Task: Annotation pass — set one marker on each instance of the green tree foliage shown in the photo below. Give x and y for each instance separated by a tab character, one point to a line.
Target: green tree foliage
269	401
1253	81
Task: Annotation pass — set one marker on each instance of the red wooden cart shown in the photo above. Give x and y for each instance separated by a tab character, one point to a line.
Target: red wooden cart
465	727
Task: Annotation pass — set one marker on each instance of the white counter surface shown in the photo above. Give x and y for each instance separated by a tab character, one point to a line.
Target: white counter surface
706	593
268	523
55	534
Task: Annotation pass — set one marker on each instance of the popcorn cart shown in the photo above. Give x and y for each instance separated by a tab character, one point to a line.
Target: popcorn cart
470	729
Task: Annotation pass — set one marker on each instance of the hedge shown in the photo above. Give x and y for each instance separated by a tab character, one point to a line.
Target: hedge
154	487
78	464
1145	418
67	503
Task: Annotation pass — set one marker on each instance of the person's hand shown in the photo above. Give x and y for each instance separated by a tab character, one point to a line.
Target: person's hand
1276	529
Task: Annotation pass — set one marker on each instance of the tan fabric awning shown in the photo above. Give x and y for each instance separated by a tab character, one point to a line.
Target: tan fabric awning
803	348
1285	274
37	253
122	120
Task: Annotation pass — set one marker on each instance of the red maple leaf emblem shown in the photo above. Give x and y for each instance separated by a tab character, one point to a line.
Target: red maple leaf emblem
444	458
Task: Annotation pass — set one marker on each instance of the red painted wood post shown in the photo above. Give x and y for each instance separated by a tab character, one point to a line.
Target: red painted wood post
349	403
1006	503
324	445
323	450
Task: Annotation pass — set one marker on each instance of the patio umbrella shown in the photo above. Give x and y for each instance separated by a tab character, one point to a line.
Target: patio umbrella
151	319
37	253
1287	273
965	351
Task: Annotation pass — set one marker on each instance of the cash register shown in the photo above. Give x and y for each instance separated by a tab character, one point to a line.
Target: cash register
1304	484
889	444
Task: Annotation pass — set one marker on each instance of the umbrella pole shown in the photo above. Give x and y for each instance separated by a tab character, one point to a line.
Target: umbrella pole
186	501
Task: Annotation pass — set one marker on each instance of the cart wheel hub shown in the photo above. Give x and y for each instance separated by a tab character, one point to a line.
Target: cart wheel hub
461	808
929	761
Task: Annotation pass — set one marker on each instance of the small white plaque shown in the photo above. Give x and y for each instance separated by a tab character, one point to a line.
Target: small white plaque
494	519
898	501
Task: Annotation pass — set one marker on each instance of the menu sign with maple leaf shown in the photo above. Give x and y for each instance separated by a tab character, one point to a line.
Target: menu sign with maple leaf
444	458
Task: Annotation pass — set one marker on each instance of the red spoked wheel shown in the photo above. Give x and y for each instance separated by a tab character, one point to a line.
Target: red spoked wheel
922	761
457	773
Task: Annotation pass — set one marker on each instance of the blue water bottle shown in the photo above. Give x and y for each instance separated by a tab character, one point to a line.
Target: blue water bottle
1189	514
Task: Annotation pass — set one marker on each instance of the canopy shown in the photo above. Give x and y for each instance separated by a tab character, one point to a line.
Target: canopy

════════════════════

### DO THIS
Return all of the records above line for line, changing nothing.

### SOLVED PROBLEM
Task: Annotation pass — set one marker on each instance of the green tree foliage shown in the photo below. Give x and y for each instance separated by a tab character, one point to a line.
Target: green tree foliage
269	401
1253	81
Task: Annotation pass — set one marker on each instance of the red wooden cart shown in the photo above. Give x and y for each instance separated by a tab character, one point to a line.
Target: red wooden cart
465	727
Task: Annotation pass — set one marker on each instance of the white counter surface shown in the photo above. Give x and y for each instance separated by a tab character, one point to a line.
Target: white counter surface
706	593
268	523
55	534
Task: Annotation pass — set one marker on each instance of the popcorn cart shown in the photo above. Give x and y for each instance separated by a tab character, one point to a line.
Target: popcorn cart
470	729
Task: Annotation pass — set one marker on each instance of the hedge shown in the photo above. Give x and y for each instance separated by a tab character, one point to a line.
Target: hedge
154	487
78	464
1145	418
67	503
Task: Annotation pass — set one marker on each instance of the person's hand shown in the photo above. Give x and y for each instance separated by a tab character, one point to a line.
Target: person's hand
1276	529
Task: Annotation pass — set one marker on each instance of the tan fabric awning shown in the photo above. Give x and y for each instance separated by a tab character, one point to a line.
Target: tan fabric awning
803	348
1285	274
37	253
122	120
Task: Annotation pass — set one marker on each instance of the red maple leaf emblem shown in the photo above. Give x and y for each instance separated by a tab character, one point to a line.
Target: red maple leaf emblem
444	458
Task: Annotation pass — set one marker on each instance of the red painted wood post shown in the photo above. Give x and y for each instance separated by a tab character, one point to a line.
Target: red painted wood post
349	403
1006	503
324	445
323	450
Task: Annotation pass — set one marker on each instance of the patio umbrella shown in the photo above. Give x and y for each instance separated by a tab character, one point to a line.
Target: patio umbrella
151	319
37	253
1287	273
965	351
Task: Annotation pass — set one marker on each instance of the cash register shown in the photo above. Give x and y for each instance separated by a tab character, one point to a line.
Target: cash register
1304	484
889	444
Task: Annotation pass — set one marker on each instance of the umbrella pole shown in the photo above. Give x and y for each instance separated by a tab character, one point to a line.
Target: umbrella pole
186	501
Task: Annotation pass — set one marker on each instance of the cart wheel hub shown in the photo above. Give x and y for each instance separated by a tab character, one point to a line.
Target: cart wheel hub
461	808
929	761
Task: Annotation pass — set one marker on each instance of the small white plaque shown in the photo above. Give x and y for each instance separated by a tab character, one point to a line.
Target: small white plaque
494	519
898	501
Task: Annotation pass — set one marker on each instance of the menu sign with maple leaf shown in the photo above. Give x and y for each instance separated by a tab character, one point to a line.
Target: menu sign with maple leaf
444	458
Task: Annotation pass — set one marker on each instance of the red spoked wheel shown in the photo above. Give x and y for each instance separated by a tab character, one point to a line.
Target: red spoked wheel
922	761
457	773
Task: Annotation pass — set one marker on each instance of the blue water bottle shown in the photo above. Give x and y for each instance separated by a tab character, one point to a line.
Target: blue water bottle
1189	514
Task: Annotation pass — set one marker on each instance of the canopy shown in the photo above. Give x and y for each instance separated by a tab character, one point to a line.
Target: canopy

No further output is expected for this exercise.